--- begin ---

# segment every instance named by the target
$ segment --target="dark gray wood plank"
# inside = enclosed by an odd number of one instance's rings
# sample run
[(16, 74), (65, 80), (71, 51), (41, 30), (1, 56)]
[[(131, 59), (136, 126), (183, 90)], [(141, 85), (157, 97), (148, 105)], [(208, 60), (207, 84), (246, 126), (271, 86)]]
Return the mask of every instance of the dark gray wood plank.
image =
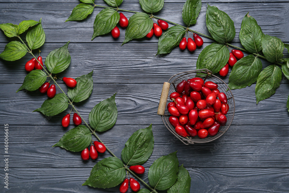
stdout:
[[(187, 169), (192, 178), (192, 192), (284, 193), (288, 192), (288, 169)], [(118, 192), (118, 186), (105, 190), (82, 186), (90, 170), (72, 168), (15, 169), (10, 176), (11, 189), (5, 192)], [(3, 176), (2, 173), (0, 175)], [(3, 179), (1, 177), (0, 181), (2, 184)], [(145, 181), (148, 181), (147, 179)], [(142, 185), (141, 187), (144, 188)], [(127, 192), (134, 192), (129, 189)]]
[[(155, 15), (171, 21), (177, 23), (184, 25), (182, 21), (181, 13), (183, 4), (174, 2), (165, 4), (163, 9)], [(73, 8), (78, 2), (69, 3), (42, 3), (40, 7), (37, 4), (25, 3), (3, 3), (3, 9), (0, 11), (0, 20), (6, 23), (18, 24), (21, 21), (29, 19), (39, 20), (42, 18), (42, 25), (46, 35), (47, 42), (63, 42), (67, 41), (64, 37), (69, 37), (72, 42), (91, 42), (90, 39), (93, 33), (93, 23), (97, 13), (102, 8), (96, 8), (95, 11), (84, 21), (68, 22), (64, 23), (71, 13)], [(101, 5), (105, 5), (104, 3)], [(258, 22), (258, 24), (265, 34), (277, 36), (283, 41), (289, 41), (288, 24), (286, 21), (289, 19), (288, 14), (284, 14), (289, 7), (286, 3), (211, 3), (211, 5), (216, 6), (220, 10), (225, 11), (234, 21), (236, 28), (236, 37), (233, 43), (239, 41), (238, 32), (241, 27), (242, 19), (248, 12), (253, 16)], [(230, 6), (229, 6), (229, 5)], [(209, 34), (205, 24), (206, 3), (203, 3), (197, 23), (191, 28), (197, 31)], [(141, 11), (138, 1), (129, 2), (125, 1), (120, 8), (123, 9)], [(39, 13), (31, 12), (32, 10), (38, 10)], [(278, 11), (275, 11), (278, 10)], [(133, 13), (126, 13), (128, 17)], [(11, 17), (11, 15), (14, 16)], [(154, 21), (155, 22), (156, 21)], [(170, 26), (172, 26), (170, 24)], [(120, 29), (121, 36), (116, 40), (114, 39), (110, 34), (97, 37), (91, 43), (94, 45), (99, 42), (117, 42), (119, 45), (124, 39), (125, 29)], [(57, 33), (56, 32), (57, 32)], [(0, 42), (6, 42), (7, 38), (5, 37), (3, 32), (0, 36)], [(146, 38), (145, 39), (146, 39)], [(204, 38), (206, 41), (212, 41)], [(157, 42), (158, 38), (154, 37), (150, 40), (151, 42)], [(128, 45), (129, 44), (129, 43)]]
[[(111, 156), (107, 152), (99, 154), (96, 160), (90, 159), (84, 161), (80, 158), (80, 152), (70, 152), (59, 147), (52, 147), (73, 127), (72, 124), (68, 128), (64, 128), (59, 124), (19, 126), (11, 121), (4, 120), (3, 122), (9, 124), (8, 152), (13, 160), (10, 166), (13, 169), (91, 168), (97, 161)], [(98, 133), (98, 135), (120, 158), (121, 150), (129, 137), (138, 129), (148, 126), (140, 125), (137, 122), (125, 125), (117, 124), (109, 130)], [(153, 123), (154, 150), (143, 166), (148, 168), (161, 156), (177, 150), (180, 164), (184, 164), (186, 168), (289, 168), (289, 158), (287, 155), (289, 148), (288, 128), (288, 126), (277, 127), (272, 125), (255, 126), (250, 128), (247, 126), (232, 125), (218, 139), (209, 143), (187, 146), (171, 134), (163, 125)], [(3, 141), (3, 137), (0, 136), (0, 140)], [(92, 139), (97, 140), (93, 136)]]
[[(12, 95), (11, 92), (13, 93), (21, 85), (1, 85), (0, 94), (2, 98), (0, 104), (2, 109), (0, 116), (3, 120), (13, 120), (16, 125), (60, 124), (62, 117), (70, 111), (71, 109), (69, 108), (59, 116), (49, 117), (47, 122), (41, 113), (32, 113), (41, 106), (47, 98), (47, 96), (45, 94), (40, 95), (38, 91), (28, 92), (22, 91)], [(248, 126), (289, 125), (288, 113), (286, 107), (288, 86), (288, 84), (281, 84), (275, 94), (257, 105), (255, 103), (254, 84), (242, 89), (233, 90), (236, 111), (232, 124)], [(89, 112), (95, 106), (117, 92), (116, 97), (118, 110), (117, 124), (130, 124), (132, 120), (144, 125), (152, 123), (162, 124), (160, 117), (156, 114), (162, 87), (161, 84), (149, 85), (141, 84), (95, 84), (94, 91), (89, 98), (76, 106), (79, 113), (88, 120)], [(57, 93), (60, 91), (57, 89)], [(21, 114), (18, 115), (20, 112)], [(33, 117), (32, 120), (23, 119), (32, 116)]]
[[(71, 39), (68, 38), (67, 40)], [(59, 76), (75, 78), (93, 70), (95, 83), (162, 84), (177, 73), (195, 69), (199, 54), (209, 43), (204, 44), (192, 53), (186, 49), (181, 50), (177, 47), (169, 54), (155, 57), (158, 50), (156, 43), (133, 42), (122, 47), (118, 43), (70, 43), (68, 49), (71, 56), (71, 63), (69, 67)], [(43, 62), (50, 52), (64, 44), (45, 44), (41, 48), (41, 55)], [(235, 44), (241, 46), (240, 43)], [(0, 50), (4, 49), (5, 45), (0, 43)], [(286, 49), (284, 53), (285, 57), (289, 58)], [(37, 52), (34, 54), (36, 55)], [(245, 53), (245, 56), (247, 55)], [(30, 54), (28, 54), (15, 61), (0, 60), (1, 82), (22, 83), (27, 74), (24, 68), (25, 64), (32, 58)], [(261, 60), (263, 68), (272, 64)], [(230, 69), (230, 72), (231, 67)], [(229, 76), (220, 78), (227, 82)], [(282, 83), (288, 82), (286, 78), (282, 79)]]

--- end ---
--- begin ---

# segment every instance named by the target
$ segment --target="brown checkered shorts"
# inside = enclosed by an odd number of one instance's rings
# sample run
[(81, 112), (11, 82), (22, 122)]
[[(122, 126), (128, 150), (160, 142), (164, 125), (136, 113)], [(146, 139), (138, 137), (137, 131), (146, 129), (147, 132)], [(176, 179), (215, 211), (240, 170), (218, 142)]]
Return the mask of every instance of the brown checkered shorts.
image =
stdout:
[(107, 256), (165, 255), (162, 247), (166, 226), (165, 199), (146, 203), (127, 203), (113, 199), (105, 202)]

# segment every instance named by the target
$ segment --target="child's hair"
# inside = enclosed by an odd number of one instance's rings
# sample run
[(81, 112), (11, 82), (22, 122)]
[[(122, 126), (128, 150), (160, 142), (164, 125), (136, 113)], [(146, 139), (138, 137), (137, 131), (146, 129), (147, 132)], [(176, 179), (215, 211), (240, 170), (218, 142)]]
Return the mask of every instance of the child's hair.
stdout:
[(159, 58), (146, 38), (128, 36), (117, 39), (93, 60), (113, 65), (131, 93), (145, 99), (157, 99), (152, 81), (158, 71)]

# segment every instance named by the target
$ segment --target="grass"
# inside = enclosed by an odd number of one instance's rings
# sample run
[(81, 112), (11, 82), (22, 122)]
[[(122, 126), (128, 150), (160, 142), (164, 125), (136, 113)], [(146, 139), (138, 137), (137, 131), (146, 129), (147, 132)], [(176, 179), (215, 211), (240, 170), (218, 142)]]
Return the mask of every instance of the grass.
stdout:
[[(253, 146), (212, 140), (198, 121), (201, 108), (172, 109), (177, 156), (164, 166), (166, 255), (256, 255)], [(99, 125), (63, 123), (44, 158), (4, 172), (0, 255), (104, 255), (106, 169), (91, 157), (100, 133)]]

--- end ---
--- begin ---

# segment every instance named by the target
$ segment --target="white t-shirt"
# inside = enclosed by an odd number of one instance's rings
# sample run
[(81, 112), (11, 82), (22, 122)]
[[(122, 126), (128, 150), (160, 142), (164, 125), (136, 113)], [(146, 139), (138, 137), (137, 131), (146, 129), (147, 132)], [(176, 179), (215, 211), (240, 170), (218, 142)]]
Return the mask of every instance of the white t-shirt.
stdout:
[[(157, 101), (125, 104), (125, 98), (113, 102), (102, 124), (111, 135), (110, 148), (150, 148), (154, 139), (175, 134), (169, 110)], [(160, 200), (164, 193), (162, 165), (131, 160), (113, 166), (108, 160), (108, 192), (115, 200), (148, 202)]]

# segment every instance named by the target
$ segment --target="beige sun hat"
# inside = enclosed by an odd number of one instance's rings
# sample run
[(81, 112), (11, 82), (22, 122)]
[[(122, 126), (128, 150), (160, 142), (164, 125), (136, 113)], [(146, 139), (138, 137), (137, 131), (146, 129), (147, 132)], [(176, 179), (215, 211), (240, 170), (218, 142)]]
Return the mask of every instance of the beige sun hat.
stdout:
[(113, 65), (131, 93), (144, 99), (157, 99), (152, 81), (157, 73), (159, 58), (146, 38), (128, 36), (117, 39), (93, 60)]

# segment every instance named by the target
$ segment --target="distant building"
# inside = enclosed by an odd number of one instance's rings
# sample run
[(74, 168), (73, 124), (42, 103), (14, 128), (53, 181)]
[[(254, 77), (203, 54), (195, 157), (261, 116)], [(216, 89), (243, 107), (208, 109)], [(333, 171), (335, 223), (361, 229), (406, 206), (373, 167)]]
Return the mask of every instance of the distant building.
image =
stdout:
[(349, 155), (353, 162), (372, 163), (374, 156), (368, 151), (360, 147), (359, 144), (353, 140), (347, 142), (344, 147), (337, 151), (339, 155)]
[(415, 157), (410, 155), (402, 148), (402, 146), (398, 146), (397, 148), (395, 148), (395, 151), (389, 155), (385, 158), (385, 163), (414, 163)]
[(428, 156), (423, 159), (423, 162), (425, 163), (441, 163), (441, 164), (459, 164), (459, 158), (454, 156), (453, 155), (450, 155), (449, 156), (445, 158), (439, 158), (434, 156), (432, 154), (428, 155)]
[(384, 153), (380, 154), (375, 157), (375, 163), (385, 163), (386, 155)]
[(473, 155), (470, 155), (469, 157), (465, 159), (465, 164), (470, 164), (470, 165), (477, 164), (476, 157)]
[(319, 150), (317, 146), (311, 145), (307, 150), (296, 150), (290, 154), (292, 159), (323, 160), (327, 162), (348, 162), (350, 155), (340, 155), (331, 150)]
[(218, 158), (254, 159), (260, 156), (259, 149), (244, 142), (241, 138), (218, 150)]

--- end ---

◆ **Written instruction**
Pick out every line of the material above that contains the string "plank" and copy each such line in full.

◆ **Problem solution**
$ segment --target="dark gray wood plank"
Return the mask of every instance of the dark gray wood plank.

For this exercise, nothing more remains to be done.